* What to work on:
Your task is to print all of the data below exactly, with no pictures included.

[Dataset entries]
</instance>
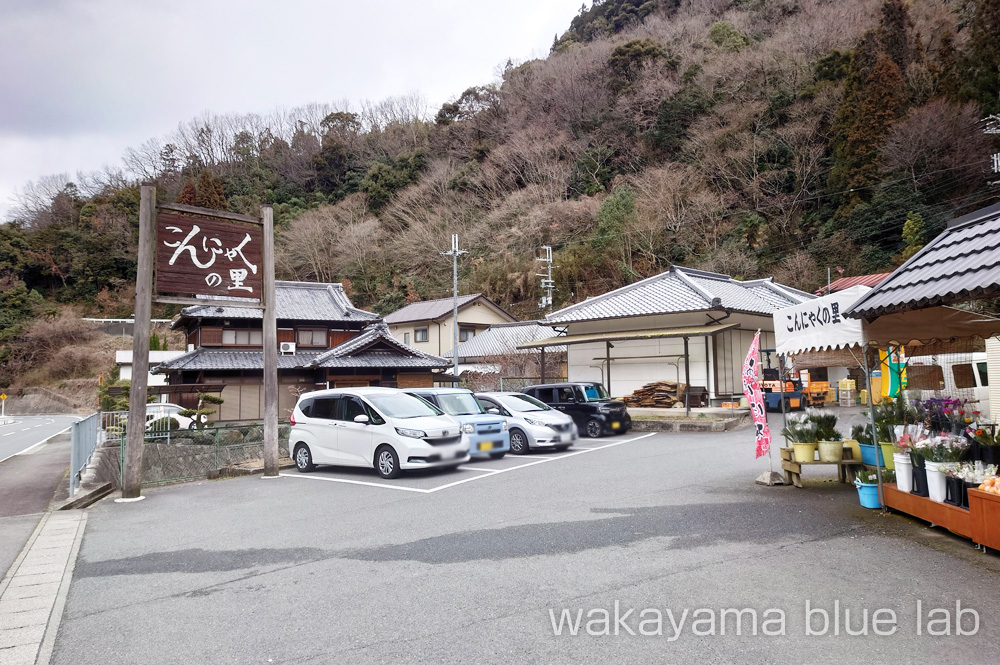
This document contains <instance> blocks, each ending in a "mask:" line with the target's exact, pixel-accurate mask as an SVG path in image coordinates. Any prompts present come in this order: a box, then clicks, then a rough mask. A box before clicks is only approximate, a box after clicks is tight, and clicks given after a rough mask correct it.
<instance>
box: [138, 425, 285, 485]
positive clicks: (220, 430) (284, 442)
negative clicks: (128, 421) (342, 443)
mask: <svg viewBox="0 0 1000 665" xmlns="http://www.w3.org/2000/svg"><path fill="white" fill-rule="evenodd" d="M289 430H290V428H289V426H288V425H285V424H283V425H279V427H278V452H279V456H284V457H287V456H288V436H289ZM118 436H119V441H120V444H119V446H120V448H119V450H120V453H119V464H120V465H121V467H122V472H123V473H124V463H125V437H124V434H120V435H118ZM263 461H264V428H263V426H262V425H261V424H259V423H254V424H250V425H224V426H221V427H209V428H205V429H194V430H165V431H162V432H147V434H146V437H145V445H144V446H143V449H142V482H143V484H144V485H155V484H158V483H169V482H177V481H182V480H194V479H199V478H213V477H217V476H220V475H240V474H242V473H249V472H250V471H251V470H253V469H258V468H260V467H262V466H263Z"/></svg>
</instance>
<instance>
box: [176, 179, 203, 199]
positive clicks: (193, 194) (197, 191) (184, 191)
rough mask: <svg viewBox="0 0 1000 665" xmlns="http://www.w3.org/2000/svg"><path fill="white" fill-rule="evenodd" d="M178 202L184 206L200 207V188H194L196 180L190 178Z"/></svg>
mask: <svg viewBox="0 0 1000 665" xmlns="http://www.w3.org/2000/svg"><path fill="white" fill-rule="evenodd" d="M177 202H178V203H183V204H184V205H198V188H197V187H195V186H194V180H192V179H191V178H188V181H187V182H186V183H184V189H182V190H181V193H180V194H179V195H178V196H177Z"/></svg>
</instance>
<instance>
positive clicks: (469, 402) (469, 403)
mask: <svg viewBox="0 0 1000 665" xmlns="http://www.w3.org/2000/svg"><path fill="white" fill-rule="evenodd" d="M438 403H439V404H440V405H441V409H442V410H443V411H444V412H445V413H447V414H450V415H453V416H471V415H476V414H480V413H483V409H482V407H481V406H480V405H479V402H477V401H476V398H475V397H474V396H473V394H472V393H446V394H444V395H438Z"/></svg>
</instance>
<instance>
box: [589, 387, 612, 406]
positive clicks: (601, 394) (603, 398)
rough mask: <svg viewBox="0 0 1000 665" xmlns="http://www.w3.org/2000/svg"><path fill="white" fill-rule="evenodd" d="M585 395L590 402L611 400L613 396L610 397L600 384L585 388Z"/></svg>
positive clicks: (597, 401)
mask: <svg viewBox="0 0 1000 665" xmlns="http://www.w3.org/2000/svg"><path fill="white" fill-rule="evenodd" d="M583 394H584V395H586V397H587V401H588V402H601V401H603V400H606V399H611V396H610V395H608V391H607V390H605V388H604V386H603V385H601V384H600V383H594V384H591V385H589V386H583Z"/></svg>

* Response to this exercise:
</instance>
This document contains <instance> blocks, each ending in a "mask:" line with the target's exact, pixel-accurate mask as an SVG path in image coordinates. Any prompts present come in this order: a box, then clicks, then a rough mask. A box before clicks is only approximate, a box after clicks is tight, and clicks given after a rough mask correct it.
<instance>
box: [138, 425, 285, 485]
positive clicks: (220, 430) (284, 442)
negative clicks: (128, 421) (342, 443)
mask: <svg viewBox="0 0 1000 665" xmlns="http://www.w3.org/2000/svg"><path fill="white" fill-rule="evenodd" d="M289 430H290V428H289V426H288V425H285V424H283V425H279V427H278V452H279V456H284V457H287V456H288V436H289ZM118 436H119V441H120V444H119V446H120V448H119V450H120V453H119V464H120V465H121V467H122V472H123V473H124V463H125V437H124V434H120V435H118ZM263 461H264V428H263V426H262V425H261V424H259V423H254V424H250V425H224V426H221V427H209V428H205V429H194V430H165V431H162V432H147V434H146V437H145V445H144V446H143V449H142V482H143V484H144V485H155V484H158V483H169V482H177V481H182V480H194V479H199V478H213V477H217V476H220V475H240V474H242V473H249V472H250V471H251V470H253V469H258V468H260V467H262V466H263Z"/></svg>
</instance>
<instance>
box: [176, 179, 203, 199]
positive clicks: (193, 194) (197, 191) (184, 191)
rough mask: <svg viewBox="0 0 1000 665" xmlns="http://www.w3.org/2000/svg"><path fill="white" fill-rule="evenodd" d="M178 202L184 206L200 207V188H194L196 180L190 178Z"/></svg>
mask: <svg viewBox="0 0 1000 665" xmlns="http://www.w3.org/2000/svg"><path fill="white" fill-rule="evenodd" d="M177 202H178V203H183V204H184V205H198V188H197V187H195V186H194V180H192V179H191V178H188V181H187V182H186V183H184V189H182V190H181V193H180V194H179V195H178V196H177Z"/></svg>
</instance>
<instance>
positive clicks: (469, 402) (469, 403)
mask: <svg viewBox="0 0 1000 665" xmlns="http://www.w3.org/2000/svg"><path fill="white" fill-rule="evenodd" d="M438 403H439V404H440V405H441V409H442V410H443V411H444V412H445V413H447V414H450V415H453V416H471V415H476V414H480V413H483V409H482V407H481V406H480V405H479V402H477V401H476V398H475V397H474V396H473V394H472V393H446V394H444V395H438Z"/></svg>
</instance>
<instance>
box: [589, 387, 612, 406]
positive clicks: (601, 394) (603, 398)
rough mask: <svg viewBox="0 0 1000 665" xmlns="http://www.w3.org/2000/svg"><path fill="white" fill-rule="evenodd" d="M585 395L590 402L611 400L613 396L610 397L600 384L585 388Z"/></svg>
positive clicks: (597, 401)
mask: <svg viewBox="0 0 1000 665" xmlns="http://www.w3.org/2000/svg"><path fill="white" fill-rule="evenodd" d="M583 394H584V395H586V397H587V401H588V402H601V401H603V400H606V399H611V396H610V395H608V391H607V390H605V388H604V386H603V385H601V384H600V383H594V384H591V385H589V386H583Z"/></svg>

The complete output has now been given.